STORED ROWS:
···
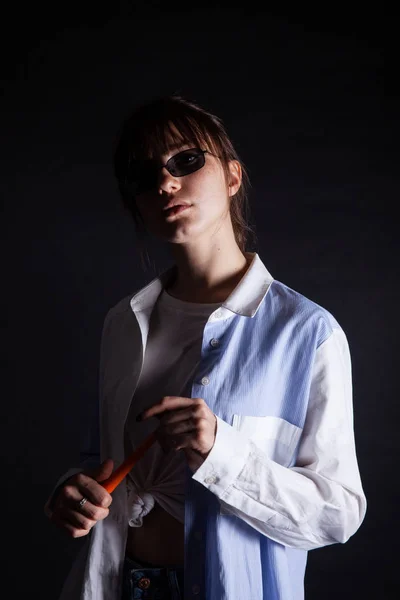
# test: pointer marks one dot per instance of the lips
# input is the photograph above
(173, 204)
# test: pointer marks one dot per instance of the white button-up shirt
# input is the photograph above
(282, 477)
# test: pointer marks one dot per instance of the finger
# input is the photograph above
(92, 490)
(167, 403)
(177, 416)
(73, 520)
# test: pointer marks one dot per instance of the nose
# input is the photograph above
(167, 182)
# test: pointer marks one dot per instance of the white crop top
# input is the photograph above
(173, 351)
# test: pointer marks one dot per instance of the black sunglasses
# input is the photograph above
(142, 175)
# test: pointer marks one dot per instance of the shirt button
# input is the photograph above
(144, 583)
(211, 479)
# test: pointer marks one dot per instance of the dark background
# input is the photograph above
(301, 92)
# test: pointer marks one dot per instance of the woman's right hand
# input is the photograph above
(75, 519)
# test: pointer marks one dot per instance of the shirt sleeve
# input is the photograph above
(318, 501)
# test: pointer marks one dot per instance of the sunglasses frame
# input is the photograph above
(135, 186)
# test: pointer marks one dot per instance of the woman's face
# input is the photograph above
(205, 191)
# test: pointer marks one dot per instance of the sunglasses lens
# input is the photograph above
(142, 174)
(186, 162)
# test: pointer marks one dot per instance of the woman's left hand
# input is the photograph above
(187, 424)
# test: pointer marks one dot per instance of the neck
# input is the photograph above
(207, 274)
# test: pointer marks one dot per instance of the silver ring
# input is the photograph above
(82, 502)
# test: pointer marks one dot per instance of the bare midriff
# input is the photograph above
(160, 540)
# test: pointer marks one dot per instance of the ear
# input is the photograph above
···
DIRECTION:
Reproduce the data above in full, exactly as it is, with the pictures left out.

SOLUTION TO THIS TASK:
# test: pointer marks one dot per instance of the lips
# input is the photograph above
(173, 204)
# test: pointer marks one dot per instance of the white button-up shirt
# input is the photograph above
(282, 477)
# test: pointer marks one dot per instance of the finger
# input is the photograph above
(92, 490)
(167, 403)
(177, 416)
(73, 520)
# test: pointer marks one dot per instance of the nose
# input is the photograph above
(167, 182)
# test: pointer marks one dot per instance of the white crop top
# input is the photograph above
(173, 351)
# test: pointer marks one dot per instance of the black sunglasses
# input is the photograph above
(142, 175)
# test: pointer marks one dot per instance of the shirt button
# input is the photograph above
(144, 583)
(211, 479)
# test: pointer marks one dot per instance of the dark background
# input is the photograph above
(301, 92)
# test: pointer marks one dot per instance of the woman's right hand
# input is the photograph above
(75, 519)
# test: pointer marks one dot per instance of the shirt sleeve
# input is the photograph above
(318, 501)
# test: pointer marks one dot per instance of the sunglasses frame
# input is the photograph above
(135, 186)
# test: pointer marks one dot per instance of the woman's face
# input is the photograph above
(205, 191)
# test: pointer marks one dot per instance of the sunglasses lens
# input is the photograph above
(142, 174)
(186, 162)
# test: pointer marks one dot per instance of the woman's left hand
# input is the photograph above
(187, 424)
# test: pointer marks one dot per instance of the neck
# input is the photograph above
(207, 274)
# test: pointer marks one dot per instance of the silver ring
# input is the photograph above
(82, 502)
# test: pointer marks one dot per instance of the bare midriff
# input is the photograph above
(160, 540)
# test: pointer marks one dot per instance of the ear
# input is the photograph above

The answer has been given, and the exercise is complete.